[HOW TO COMPLETE THIS TASK] Lines from the one containing "the woman's neck;" through the final line of the records are the only ones to copy, and each must match exactly.

[RECORDED INFORMATION]
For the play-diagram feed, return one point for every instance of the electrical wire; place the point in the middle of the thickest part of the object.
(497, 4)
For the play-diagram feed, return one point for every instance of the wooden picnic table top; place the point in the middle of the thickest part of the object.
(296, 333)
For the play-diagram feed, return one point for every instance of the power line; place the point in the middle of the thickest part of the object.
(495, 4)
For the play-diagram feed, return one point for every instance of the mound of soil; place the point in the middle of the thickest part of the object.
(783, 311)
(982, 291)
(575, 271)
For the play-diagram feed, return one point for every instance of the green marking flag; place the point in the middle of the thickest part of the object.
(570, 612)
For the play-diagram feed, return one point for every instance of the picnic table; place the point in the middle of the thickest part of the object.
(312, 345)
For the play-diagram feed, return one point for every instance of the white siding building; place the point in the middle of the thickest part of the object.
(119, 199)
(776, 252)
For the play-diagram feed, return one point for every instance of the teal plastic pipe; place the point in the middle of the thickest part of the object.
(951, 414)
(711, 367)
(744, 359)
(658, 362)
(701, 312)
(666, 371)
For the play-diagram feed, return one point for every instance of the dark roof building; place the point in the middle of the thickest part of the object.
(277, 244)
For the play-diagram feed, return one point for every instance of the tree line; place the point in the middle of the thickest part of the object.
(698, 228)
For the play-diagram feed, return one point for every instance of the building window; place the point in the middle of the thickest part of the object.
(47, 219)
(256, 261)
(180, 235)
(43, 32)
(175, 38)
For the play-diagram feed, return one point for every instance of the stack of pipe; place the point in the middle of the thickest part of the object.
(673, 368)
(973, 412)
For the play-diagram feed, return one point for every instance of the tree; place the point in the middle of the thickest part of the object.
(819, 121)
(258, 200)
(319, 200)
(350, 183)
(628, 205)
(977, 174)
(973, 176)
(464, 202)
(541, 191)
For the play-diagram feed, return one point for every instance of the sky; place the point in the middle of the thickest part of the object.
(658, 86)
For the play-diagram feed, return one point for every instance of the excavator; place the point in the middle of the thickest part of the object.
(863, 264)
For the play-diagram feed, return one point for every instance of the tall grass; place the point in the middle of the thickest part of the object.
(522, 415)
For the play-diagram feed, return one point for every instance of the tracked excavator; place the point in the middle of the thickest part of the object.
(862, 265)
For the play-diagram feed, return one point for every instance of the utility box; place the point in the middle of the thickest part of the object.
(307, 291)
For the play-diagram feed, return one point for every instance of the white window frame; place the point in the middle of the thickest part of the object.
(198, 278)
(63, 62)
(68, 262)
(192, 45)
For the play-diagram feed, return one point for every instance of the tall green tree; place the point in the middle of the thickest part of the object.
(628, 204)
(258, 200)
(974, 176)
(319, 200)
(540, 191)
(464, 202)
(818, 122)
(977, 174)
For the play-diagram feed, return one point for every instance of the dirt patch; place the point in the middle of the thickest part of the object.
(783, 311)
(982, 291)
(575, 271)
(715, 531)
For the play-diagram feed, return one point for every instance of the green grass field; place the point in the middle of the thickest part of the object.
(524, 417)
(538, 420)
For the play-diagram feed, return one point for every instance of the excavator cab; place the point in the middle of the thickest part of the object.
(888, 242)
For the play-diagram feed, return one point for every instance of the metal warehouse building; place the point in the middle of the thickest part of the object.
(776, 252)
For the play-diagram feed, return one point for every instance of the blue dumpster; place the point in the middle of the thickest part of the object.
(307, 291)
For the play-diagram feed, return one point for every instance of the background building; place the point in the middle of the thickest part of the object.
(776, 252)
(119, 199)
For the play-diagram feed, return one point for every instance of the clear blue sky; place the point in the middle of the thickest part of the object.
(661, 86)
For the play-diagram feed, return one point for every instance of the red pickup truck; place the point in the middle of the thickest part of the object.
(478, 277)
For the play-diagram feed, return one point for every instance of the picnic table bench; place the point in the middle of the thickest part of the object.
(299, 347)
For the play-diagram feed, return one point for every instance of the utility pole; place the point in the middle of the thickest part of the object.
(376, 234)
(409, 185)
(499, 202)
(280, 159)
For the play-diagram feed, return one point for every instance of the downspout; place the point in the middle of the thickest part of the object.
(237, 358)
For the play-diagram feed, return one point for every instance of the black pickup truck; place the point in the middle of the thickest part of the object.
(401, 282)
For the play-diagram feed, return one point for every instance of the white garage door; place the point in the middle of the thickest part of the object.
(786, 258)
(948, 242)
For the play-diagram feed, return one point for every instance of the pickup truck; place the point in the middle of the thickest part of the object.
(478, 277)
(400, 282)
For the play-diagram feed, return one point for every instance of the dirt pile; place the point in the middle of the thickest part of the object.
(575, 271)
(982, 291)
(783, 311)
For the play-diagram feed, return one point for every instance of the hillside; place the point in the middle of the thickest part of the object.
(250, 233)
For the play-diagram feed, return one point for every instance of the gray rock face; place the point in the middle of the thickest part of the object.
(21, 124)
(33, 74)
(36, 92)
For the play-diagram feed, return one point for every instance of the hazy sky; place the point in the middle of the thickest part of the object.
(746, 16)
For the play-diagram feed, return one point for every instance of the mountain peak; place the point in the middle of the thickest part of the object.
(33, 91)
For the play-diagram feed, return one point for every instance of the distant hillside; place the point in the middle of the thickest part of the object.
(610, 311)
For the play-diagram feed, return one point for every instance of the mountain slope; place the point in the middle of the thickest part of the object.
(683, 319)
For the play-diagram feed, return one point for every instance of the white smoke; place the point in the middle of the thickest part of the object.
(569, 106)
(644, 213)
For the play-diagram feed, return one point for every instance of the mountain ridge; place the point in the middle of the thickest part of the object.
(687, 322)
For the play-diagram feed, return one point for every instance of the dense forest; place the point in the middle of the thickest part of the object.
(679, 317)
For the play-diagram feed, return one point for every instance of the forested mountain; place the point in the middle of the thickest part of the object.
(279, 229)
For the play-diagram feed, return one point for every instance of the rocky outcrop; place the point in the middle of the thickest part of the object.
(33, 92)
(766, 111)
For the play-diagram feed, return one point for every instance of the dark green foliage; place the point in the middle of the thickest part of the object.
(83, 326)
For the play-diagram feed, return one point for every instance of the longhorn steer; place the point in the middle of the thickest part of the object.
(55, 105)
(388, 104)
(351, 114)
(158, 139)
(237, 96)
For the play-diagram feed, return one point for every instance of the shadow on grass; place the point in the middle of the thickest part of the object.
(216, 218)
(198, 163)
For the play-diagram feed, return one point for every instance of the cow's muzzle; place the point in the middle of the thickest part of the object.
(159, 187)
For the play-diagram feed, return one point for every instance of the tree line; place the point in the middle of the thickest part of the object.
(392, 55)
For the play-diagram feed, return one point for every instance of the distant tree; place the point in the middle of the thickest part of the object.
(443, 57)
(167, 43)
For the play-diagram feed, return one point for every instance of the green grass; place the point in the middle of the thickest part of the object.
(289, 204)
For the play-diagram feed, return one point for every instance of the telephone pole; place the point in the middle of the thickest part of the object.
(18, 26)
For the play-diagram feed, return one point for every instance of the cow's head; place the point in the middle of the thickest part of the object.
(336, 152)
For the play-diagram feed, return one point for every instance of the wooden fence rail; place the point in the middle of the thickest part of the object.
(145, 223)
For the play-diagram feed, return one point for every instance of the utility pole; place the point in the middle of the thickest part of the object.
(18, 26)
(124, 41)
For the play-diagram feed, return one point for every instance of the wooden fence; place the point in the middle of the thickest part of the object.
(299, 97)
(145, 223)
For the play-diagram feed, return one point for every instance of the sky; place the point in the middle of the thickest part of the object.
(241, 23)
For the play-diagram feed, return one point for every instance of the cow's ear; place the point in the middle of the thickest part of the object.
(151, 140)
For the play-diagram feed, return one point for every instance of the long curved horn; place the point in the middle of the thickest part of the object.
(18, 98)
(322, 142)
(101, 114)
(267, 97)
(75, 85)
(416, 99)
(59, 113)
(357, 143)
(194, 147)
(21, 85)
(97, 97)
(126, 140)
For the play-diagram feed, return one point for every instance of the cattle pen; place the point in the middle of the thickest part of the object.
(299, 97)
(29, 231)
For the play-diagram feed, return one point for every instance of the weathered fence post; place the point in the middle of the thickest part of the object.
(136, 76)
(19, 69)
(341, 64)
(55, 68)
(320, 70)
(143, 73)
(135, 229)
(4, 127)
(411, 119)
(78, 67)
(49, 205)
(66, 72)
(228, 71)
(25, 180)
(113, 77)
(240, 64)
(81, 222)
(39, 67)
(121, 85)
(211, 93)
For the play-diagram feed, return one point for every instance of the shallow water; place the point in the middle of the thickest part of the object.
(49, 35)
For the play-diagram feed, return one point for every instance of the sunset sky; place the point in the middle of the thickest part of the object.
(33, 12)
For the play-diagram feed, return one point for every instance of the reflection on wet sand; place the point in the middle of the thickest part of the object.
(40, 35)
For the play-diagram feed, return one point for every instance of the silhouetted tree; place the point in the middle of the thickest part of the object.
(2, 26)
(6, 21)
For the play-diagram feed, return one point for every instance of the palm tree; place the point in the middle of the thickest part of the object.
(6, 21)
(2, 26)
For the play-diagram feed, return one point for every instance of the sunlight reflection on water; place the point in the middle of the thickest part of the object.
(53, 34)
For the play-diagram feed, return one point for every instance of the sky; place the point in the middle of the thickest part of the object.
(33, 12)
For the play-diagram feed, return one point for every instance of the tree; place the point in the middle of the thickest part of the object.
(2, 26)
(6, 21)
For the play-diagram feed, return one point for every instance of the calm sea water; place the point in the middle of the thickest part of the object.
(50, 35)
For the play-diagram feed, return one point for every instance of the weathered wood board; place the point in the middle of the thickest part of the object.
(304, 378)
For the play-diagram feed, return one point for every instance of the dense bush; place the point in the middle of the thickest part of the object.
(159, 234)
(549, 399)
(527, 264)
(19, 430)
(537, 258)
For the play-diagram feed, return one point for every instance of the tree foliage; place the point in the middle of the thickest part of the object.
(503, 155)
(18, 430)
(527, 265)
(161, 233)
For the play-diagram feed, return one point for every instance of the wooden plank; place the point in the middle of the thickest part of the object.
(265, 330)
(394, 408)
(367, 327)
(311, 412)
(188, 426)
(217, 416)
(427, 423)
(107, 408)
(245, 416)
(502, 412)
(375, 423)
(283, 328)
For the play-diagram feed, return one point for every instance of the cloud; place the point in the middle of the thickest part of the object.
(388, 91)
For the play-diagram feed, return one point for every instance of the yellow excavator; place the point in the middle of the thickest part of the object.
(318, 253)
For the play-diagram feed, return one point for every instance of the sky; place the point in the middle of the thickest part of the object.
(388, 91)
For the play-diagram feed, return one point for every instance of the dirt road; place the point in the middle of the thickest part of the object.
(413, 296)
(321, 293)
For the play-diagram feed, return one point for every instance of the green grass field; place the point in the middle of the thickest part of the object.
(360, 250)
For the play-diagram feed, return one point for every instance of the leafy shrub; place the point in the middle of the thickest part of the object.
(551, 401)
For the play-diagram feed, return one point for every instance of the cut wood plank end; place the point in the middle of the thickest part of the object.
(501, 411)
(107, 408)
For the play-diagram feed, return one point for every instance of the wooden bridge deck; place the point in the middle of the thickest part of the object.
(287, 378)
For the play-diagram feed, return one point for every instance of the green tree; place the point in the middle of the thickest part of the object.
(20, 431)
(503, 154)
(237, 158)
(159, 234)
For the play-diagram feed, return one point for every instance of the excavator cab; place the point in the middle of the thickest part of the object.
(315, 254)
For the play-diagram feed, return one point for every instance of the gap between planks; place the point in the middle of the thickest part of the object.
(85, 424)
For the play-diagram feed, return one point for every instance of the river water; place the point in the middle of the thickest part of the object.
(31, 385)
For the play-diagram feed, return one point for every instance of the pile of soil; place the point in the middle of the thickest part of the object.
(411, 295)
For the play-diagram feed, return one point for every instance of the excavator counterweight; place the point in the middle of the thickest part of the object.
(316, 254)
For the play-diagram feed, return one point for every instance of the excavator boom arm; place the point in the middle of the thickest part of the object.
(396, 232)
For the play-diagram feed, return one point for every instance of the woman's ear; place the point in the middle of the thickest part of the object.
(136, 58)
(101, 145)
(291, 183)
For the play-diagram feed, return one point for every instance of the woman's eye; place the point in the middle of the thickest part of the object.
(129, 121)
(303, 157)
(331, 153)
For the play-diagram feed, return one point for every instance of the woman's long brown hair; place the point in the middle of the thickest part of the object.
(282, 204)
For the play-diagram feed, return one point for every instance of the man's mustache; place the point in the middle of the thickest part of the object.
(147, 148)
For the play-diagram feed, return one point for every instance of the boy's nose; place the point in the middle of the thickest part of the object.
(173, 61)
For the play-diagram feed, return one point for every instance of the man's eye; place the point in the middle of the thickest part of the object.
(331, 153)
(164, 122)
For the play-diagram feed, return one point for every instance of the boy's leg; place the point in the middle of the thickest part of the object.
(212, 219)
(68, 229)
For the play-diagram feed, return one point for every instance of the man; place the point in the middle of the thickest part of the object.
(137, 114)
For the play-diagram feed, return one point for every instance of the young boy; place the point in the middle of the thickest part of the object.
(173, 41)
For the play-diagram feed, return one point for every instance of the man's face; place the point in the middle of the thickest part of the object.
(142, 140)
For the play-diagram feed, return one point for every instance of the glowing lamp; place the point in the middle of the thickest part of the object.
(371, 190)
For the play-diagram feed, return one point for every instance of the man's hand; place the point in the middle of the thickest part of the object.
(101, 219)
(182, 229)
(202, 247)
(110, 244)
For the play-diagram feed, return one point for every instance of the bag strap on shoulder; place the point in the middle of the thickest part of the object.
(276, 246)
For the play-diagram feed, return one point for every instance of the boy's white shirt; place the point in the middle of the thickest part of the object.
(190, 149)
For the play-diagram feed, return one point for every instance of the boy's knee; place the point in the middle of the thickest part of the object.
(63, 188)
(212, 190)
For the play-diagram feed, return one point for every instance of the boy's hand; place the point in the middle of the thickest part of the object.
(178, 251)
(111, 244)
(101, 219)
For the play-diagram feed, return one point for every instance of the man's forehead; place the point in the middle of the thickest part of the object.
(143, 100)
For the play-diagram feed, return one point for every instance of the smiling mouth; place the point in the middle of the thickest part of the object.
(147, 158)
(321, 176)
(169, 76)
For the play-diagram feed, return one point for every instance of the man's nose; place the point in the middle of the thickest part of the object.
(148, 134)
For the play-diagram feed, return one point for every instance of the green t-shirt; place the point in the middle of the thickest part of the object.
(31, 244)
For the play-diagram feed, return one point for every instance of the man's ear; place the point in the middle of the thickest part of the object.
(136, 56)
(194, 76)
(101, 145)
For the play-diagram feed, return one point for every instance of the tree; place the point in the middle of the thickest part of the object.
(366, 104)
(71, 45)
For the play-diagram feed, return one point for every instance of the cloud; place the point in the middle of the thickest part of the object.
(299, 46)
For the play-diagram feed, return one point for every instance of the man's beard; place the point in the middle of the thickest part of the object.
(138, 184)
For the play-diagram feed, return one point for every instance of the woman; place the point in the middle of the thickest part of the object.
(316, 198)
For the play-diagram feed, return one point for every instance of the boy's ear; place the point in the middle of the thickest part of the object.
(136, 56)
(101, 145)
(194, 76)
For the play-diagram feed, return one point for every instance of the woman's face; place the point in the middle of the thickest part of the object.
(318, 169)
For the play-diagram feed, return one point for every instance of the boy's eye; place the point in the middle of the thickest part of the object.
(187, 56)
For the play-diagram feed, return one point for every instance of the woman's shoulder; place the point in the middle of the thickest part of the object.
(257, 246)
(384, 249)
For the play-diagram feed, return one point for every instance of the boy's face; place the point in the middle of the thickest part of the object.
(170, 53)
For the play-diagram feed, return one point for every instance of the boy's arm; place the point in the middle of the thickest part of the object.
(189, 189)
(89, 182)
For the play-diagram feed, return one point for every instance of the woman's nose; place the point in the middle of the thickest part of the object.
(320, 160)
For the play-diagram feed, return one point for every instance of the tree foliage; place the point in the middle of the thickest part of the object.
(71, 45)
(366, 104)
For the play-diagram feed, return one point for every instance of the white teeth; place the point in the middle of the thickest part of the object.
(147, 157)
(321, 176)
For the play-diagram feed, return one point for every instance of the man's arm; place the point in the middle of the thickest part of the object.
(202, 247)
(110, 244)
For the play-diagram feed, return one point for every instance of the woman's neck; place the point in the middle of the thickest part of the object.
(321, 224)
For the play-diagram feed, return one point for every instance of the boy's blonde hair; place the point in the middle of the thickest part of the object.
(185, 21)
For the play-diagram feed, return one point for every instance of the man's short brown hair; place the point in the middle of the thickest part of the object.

[RESPONSE TO THE TASK]
For the play-diagram feed, return one point for every instance of the woman's neck; place the point in the middle of the thickest part of the object.
(321, 224)
For the play-diagram feed, return one point for every instance of the boy's blonde hair; place the point in the middle of the thickest part of the object.
(185, 21)
For the play-diagram feed, return one point for every instance of the man's short brown hair; place the point in the middle of the thickest part of the object.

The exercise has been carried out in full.